— STORED DATA —
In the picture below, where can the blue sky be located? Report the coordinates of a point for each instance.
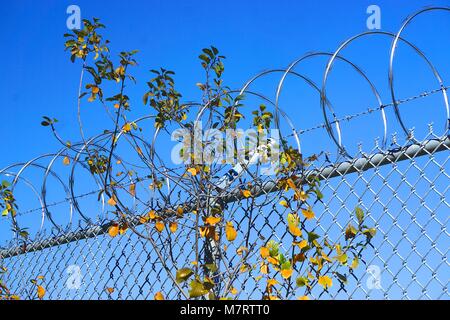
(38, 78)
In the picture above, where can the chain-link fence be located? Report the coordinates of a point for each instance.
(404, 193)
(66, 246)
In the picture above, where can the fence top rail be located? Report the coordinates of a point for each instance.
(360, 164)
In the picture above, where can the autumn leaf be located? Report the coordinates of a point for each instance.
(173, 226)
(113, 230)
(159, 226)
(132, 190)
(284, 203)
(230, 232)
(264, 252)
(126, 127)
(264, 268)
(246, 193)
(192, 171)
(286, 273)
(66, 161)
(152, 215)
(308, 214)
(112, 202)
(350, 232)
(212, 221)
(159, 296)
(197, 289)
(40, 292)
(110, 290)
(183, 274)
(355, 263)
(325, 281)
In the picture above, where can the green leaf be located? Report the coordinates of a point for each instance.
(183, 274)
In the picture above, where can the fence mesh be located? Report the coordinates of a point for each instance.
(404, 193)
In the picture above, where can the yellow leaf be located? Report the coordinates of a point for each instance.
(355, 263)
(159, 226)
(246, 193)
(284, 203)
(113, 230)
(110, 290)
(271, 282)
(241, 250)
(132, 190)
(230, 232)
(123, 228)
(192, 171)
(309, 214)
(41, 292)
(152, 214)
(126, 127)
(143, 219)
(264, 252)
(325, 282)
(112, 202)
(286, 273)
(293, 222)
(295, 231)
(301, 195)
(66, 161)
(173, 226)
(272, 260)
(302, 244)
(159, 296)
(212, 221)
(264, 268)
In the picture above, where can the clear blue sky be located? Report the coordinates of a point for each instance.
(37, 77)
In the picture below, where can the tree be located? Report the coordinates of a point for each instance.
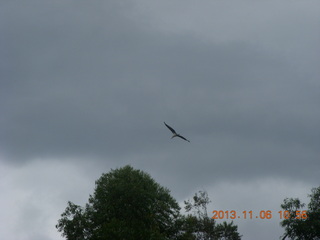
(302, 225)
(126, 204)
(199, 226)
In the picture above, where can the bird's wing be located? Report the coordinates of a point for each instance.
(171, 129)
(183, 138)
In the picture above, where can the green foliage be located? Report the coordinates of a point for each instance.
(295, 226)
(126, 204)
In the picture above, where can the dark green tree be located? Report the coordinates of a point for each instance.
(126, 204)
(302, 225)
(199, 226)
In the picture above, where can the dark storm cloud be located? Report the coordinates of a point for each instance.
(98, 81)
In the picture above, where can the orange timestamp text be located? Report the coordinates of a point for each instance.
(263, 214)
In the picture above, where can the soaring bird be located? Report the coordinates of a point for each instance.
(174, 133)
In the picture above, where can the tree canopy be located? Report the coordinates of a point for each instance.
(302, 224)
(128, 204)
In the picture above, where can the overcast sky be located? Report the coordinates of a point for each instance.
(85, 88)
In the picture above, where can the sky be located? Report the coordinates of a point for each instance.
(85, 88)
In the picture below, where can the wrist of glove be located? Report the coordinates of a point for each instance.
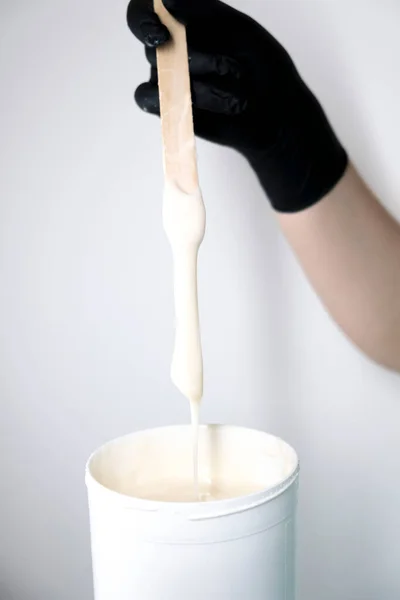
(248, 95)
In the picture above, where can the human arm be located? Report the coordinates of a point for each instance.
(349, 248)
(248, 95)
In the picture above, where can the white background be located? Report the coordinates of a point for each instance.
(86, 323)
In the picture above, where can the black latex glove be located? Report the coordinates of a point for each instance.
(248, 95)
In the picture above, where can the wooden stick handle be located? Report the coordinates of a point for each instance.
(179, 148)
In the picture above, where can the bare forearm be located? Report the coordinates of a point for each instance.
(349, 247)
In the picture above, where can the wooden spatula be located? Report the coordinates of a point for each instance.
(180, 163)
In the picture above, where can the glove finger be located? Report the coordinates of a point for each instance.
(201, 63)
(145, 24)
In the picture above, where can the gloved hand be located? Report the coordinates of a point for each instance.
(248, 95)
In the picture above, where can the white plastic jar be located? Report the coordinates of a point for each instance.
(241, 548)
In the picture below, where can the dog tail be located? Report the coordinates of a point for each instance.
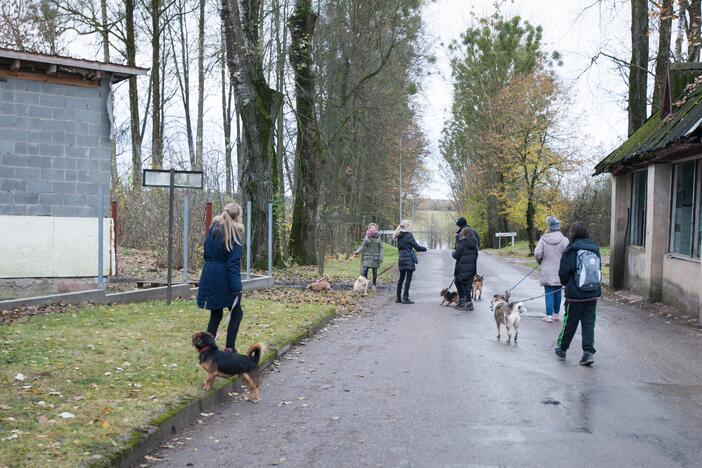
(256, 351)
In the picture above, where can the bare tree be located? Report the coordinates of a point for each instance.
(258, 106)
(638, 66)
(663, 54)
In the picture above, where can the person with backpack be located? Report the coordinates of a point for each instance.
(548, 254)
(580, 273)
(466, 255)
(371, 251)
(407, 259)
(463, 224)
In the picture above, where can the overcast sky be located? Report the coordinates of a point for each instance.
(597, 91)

— THE PROBLEM —
Could you please repeat the entries above exactly, with every picture left out?

— ANSWER BOX —
In the picture below, where can the blue sky be located? Report the coordinates of a point for each instance.
(38, 78)
In the picture above, where can the chain-link fence be located? Report the coordinates of a point for each instance.
(404, 193)
(66, 246)
In the picture above, where can the fence top rail be located? Report the coordinates of a point for each instance.
(360, 164)
In the picture above, where can the autumn leaf be located? Report the coordinates of a point for each instance.
(173, 226)
(113, 230)
(159, 226)
(132, 190)
(284, 203)
(230, 232)
(264, 252)
(126, 127)
(264, 268)
(246, 193)
(192, 171)
(286, 273)
(66, 161)
(152, 215)
(308, 214)
(112, 202)
(350, 232)
(212, 221)
(159, 296)
(197, 289)
(40, 292)
(110, 290)
(183, 274)
(355, 263)
(325, 281)
In the picture above, where can the green leaf be located? Report the coordinates of a point for each instance.
(183, 274)
In the picture above, where can the fence mesh be located? Report the coordinates of a point for each instance.
(404, 193)
In the picture above, where can the yellow leaf be located? Report the coordinates of a point for each instance.
(355, 263)
(159, 226)
(246, 193)
(284, 203)
(113, 230)
(110, 290)
(271, 282)
(241, 250)
(132, 190)
(230, 232)
(123, 228)
(192, 171)
(309, 214)
(41, 292)
(152, 214)
(126, 127)
(143, 219)
(264, 252)
(325, 282)
(112, 202)
(286, 273)
(293, 222)
(295, 231)
(301, 195)
(66, 161)
(173, 226)
(272, 260)
(302, 244)
(159, 296)
(212, 221)
(264, 268)
In the picture above, where can the clear blue sky be located? Report the coordinates of a point for each instance.
(37, 77)
In the picture below, where can the tree be located? Report the coordinates of a point for each instance.
(302, 225)
(126, 204)
(199, 226)
In the picture above, where can the bird's wing be located? Report the coordinates of a point for each instance.
(171, 129)
(183, 138)
In the picture above, where can the green foliage be located? Report the coordinates of a point for each instance.
(295, 226)
(126, 204)
In the picture above, where can the dark green tree be located? Report the coordinates of a point for each instance.
(126, 204)
(302, 225)
(199, 226)
In the picture above, where can the dark storm cloud be located? Report the coordinates of a point for each instance.
(98, 81)
In the picture above, where can the orange timestamp text be located? Report the coordinates of a point for each instance.
(263, 214)
In the picture above, where can the soaring bird be located? Report the coordinates of a point for each instance.
(174, 133)
In the picture above, where can the tree canopy be located? Report the coordinates of a point for each instance.
(302, 224)
(128, 204)
In the picture above, where can the overcast sky be located? Report the coordinates of a point for each instance.
(85, 88)
In the picture above, where can the sky be located? Report the coordinates of a point for each instance.
(85, 88)
In the picture below, where can the wrist of glove be located? Report the coordinates of a point for each instance.
(248, 95)
In the picture above, where can the human arm be located? Report the coordinates of a point for each instance.
(349, 248)
(248, 95)
In the picture above, where can the white background be located? Report the coordinates of a point for each instance.
(86, 323)
In the picture above, where can the black latex glove be located? Report the coordinates of a point for each instance.
(248, 95)
In the picture above, where can the wooden stick handle be located? Report the coordinates of a point for each instance.
(179, 148)
In the picture above, where can the bare forearm be located? Report the coordinates of a point for each instance.
(349, 247)
In the picture above, where can the wooden spatula be located? Report the coordinates of a point for each instance.
(180, 163)
In the picture above, where can the glove finger be located? Report the coordinates of a point for each instance.
(201, 63)
(145, 24)
In the picture above, where can the gloved hand be located? Report the coordinates of a point for each instance.
(248, 95)
In the picture above, where can the white plastic jar be located? Report the coordinates of a point for each instance.
(241, 548)
In the picture below, where can the dog tail be located? Report the coordinates of a point for each instance.
(256, 351)
In the picture above, where can the bare tree be located? Report the coordinates of a point for each instance.
(258, 106)
(638, 66)
(663, 54)
In the picture above, where can the person with backpack be located? Report the coordinates of a point for each instance.
(548, 254)
(580, 273)
(466, 255)
(371, 251)
(407, 259)
(463, 224)
In the picture above, where can the overcast sky be located? Report the coordinates of a point for each instance.
(597, 91)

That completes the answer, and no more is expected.